EXTRAIT PRÉSENTÉ ▸

# # # # # # #

À 53 ans, celui qui n’a jamais eu de plan de carrière affiche tout de même une feuille de route impressionnante. Auteur, animateur, acteur: Christian incarne toutes les facettes de son métier avec justesse, et se sent toujours à sa place dans chacun de ces rôles. Malgré cela, il lui arrive d’envisager la fin de ce boulot qu’il chérit tant. «Si un jour tout ça s’arrête, je ne serai pas pris au dépourvu. Il y a plein d’autres affaires qui m’intéressent dans la vie. Je pourrais ouvrir une auberge ou démarrer une entreprise de chef à domicile. On a plus d’une vie dans une vie, j’en suis convaincu», assure-t-il, serein.
SE METTRE EN SCÈNE
Le Christian doux, attentionné et généreux avec qui j’ai la chance de luncher ne ressemble en rien à l’image de l’homme agité, voire colérique, à laquelle les médias
l’associent parfois. Pourtant, ce sont les deux faces d’une même médaille. Au fait, quelle vision le principal intéressé a-t-il de lui-même sur ce plan-là? «Je n’ai pas la langue de bois et je n’aime pas les cassettes. Il m’arrive de me tromper, mais j’assume ce que je dis et ce que je fais. J’assume mes éclats, mes emportements et mes colères médiatisées.»
Comme bon nombre de personnalités publiques l’ont fait avant lui, Christian ne tarde pas à signifier son rapport amour- haine à l’égard des réseaux sociaux. «À travers toutes les controverses dans lesquelles j’ai baignées, j’ai constaté qu’il y a bien des gens qui ne m’aiment pas. La détestation de l’autre s’exprime si violemment sur les réseaux sociaux! Quand j’ai eu compris qu’il est impossible de faire l’unanimité, je me suis détaché un peu du regard des autres.»

# # # # # # #

LISTE DES DONNÉES ▸
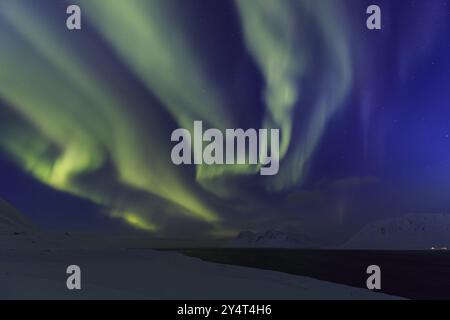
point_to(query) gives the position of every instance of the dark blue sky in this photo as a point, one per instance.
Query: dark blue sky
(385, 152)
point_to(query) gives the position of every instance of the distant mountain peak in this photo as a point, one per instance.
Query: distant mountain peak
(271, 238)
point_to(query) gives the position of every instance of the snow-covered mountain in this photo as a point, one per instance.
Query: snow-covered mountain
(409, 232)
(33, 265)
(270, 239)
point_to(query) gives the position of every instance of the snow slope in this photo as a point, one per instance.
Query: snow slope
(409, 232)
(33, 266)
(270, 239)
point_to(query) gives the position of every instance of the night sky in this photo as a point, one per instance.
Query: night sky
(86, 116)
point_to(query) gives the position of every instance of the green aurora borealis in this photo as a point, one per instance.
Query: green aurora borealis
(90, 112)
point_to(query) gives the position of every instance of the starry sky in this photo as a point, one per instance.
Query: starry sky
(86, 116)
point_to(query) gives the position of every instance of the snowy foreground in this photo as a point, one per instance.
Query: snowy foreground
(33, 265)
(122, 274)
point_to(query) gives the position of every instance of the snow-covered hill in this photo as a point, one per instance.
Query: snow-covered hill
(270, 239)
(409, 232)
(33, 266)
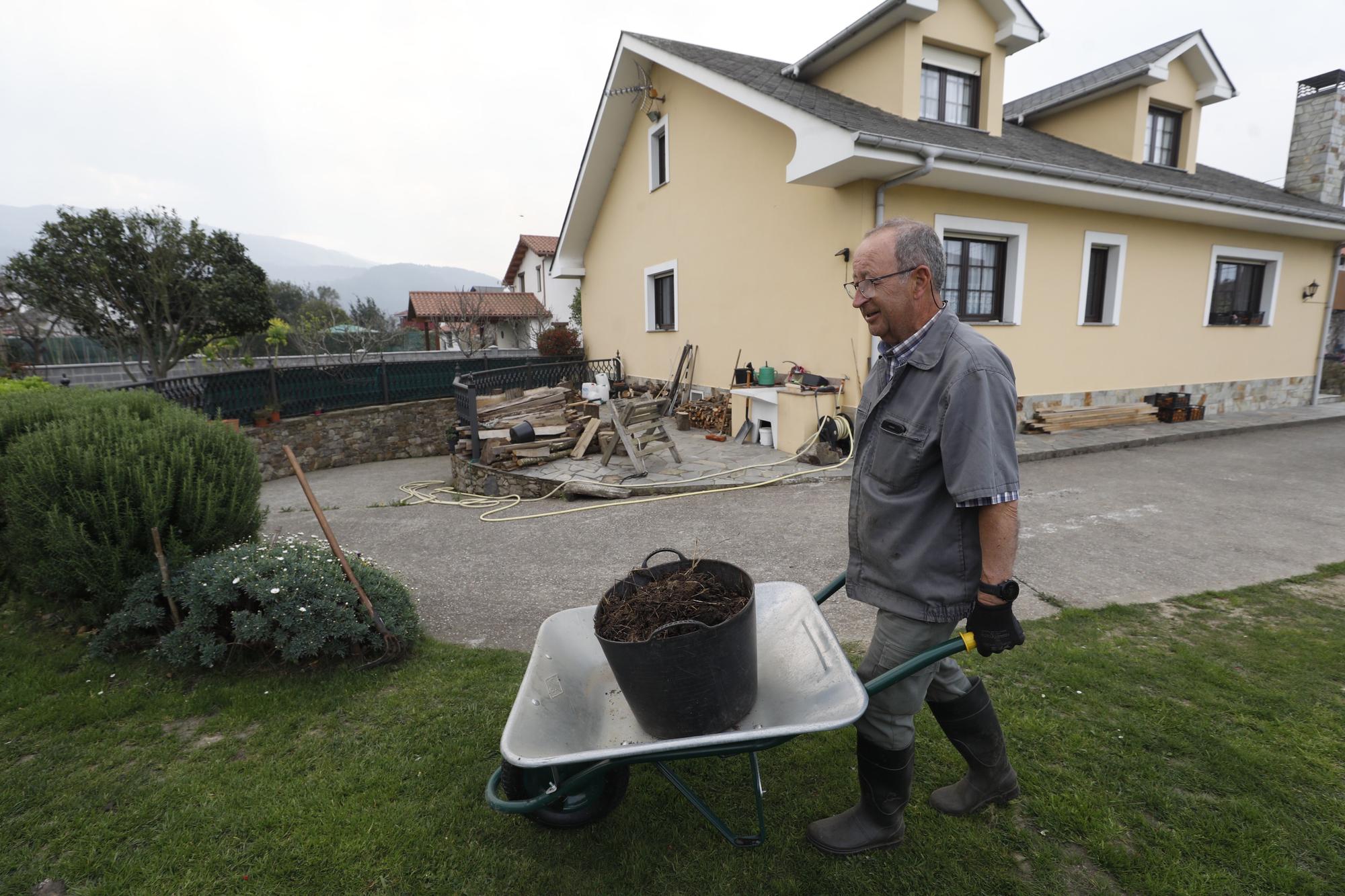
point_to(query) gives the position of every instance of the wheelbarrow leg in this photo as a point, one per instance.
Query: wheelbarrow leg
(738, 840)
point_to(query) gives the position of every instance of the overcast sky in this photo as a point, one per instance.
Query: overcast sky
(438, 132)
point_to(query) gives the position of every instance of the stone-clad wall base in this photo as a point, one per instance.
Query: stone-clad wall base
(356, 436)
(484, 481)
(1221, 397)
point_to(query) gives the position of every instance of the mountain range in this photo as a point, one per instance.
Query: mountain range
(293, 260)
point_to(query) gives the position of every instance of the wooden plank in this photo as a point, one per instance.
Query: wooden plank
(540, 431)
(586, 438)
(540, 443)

# # # # # # #

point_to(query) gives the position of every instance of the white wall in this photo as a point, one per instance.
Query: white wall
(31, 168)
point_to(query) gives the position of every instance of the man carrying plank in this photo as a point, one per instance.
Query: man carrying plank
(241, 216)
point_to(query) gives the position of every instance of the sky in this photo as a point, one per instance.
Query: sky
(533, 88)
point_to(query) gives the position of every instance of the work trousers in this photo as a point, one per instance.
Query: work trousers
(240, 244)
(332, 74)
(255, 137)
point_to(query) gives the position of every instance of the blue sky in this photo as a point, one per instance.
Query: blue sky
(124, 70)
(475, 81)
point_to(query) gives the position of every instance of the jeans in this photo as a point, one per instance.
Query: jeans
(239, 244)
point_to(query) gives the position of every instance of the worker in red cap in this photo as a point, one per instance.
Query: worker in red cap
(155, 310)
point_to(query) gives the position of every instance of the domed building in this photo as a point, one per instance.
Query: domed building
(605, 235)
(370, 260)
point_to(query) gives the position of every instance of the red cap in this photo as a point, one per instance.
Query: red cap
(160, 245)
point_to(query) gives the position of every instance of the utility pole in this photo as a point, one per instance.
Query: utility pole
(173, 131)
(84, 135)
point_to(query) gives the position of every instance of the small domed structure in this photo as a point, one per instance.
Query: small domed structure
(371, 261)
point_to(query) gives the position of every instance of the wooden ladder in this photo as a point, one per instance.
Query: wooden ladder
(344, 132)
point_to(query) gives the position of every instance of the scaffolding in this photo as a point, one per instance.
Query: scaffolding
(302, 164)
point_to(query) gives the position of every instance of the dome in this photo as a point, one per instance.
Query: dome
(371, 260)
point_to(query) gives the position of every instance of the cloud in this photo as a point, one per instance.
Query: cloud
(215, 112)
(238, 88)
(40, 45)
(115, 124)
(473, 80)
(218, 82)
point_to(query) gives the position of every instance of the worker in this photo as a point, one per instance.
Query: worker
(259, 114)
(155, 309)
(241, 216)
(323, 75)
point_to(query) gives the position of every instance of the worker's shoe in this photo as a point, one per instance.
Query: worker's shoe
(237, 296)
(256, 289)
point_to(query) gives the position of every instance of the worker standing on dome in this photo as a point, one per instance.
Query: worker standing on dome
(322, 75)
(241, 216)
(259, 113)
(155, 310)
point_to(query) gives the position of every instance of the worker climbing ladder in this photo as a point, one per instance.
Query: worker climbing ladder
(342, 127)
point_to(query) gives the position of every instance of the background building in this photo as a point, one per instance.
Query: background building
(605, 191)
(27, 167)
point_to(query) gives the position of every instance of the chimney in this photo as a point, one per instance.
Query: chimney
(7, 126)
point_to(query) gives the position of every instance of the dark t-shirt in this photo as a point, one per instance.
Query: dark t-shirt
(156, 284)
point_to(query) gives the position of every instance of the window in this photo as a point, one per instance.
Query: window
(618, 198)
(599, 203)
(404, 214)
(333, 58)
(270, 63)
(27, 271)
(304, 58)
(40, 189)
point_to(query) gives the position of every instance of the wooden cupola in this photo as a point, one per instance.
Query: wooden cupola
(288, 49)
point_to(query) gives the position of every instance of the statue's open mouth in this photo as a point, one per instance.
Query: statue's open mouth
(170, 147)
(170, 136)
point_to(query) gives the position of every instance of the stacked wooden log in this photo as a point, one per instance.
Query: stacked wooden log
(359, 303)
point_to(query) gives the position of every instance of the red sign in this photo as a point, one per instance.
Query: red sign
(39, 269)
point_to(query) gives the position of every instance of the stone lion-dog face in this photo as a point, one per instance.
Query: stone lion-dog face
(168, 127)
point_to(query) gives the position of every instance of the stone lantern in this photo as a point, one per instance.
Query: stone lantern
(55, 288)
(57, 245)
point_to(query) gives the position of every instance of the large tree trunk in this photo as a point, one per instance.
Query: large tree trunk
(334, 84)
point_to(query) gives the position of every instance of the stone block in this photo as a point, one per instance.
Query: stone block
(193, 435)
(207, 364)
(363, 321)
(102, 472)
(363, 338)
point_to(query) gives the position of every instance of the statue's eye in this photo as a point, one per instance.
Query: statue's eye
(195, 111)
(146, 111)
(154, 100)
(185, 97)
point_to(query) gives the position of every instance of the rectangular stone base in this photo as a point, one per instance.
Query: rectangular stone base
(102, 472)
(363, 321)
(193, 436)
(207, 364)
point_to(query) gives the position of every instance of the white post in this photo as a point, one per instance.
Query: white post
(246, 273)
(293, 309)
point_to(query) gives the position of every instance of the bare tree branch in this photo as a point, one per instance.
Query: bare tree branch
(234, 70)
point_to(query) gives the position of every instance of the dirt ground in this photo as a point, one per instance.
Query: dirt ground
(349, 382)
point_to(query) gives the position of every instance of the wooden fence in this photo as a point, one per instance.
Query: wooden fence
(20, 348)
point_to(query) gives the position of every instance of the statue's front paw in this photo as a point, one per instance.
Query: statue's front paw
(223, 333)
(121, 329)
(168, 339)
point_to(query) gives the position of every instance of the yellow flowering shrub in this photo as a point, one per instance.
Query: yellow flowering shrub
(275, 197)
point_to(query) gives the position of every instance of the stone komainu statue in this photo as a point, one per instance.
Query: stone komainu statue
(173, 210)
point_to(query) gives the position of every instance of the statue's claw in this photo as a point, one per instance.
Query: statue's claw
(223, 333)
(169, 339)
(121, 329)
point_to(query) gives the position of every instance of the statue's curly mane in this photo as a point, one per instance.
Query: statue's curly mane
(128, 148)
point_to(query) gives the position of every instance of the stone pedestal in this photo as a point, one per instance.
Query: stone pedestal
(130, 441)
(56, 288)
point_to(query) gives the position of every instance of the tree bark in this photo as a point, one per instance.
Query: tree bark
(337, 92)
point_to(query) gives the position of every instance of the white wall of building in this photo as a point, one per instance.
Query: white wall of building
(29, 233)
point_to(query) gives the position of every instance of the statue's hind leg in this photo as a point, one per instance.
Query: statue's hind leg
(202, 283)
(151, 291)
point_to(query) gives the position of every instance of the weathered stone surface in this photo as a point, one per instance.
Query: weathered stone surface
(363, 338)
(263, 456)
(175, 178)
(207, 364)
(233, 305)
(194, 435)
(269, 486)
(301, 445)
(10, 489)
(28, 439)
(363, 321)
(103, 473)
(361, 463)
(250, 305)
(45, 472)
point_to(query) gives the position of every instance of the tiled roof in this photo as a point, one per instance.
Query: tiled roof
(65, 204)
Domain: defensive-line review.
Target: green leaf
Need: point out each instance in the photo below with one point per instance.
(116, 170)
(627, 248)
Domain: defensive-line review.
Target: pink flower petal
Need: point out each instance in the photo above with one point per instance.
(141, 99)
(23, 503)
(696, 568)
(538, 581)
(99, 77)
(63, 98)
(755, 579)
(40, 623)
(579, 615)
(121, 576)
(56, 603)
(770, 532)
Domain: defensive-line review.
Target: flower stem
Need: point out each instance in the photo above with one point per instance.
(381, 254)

# # # # # # #

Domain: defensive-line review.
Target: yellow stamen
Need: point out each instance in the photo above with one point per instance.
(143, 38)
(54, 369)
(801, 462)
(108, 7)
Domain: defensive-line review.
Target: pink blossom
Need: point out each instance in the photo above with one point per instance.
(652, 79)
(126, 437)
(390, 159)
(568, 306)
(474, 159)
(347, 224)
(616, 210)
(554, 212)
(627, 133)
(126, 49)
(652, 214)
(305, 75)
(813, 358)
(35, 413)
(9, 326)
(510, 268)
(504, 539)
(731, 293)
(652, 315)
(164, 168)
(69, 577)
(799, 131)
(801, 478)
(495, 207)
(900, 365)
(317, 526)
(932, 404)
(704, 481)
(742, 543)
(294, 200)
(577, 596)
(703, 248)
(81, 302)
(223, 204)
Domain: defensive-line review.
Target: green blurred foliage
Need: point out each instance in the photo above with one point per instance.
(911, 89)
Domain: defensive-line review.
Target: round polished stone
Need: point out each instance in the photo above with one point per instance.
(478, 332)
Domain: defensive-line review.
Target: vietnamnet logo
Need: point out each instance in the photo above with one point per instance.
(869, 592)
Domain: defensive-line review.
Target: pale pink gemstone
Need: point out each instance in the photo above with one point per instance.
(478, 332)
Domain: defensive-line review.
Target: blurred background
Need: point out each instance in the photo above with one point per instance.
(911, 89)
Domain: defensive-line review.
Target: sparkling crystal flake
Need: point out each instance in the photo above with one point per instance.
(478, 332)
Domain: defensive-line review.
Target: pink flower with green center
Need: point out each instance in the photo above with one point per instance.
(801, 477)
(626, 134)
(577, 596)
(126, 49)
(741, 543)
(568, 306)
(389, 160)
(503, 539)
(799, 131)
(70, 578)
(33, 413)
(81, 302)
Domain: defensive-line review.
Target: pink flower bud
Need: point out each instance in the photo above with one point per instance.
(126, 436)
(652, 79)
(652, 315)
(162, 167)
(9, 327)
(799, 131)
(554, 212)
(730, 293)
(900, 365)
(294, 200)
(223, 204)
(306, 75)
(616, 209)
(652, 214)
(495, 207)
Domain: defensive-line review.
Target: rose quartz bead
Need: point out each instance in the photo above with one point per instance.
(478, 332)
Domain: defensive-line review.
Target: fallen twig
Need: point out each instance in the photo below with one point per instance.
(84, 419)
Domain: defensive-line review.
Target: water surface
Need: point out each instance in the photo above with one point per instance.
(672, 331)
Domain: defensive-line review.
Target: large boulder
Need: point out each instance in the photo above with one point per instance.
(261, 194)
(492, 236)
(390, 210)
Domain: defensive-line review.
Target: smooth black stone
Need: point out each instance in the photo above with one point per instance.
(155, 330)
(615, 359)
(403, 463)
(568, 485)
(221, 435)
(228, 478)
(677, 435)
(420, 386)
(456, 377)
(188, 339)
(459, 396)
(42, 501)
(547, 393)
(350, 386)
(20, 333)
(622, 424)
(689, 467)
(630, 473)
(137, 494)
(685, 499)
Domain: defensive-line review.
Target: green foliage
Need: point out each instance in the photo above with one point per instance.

# # # # # # #

TÂCHES ET EXERCICES ▸
1) Relevez toutes les lignes qui contiennent la chaîne « overcast », en respectant la casse.
2) Prolongez le portrait de Christian au-delà de sa dernière phrase.

RÉPONSES AUX TÂCHES ▸
1)
point_to(query) gives the position of every instance of the overcast sky in this photo as a point, one per instance.
Query: overcast sky

2)
Je suis dubitative. Comment peut-on s’en détacher lorsque le métier nous propulse toujours à l’avant-scène? «J’évolue dans un milieu où on existe beaucoup à travers le regard de l’autre, admet Christian, et ça peut devenir un carburant pour l’ensemble de notre vie. C’est très pernicieux. On finit par être dans le spectacle des choses et non dans l’incarnation des choses. Et si, soudainement, plus personne ne nous regarde, on se demande qui on est et sur quoi on peut s’appuyer. C’est cliché ce que je vais dire, mais le carburant, on doit le chercher en soi.»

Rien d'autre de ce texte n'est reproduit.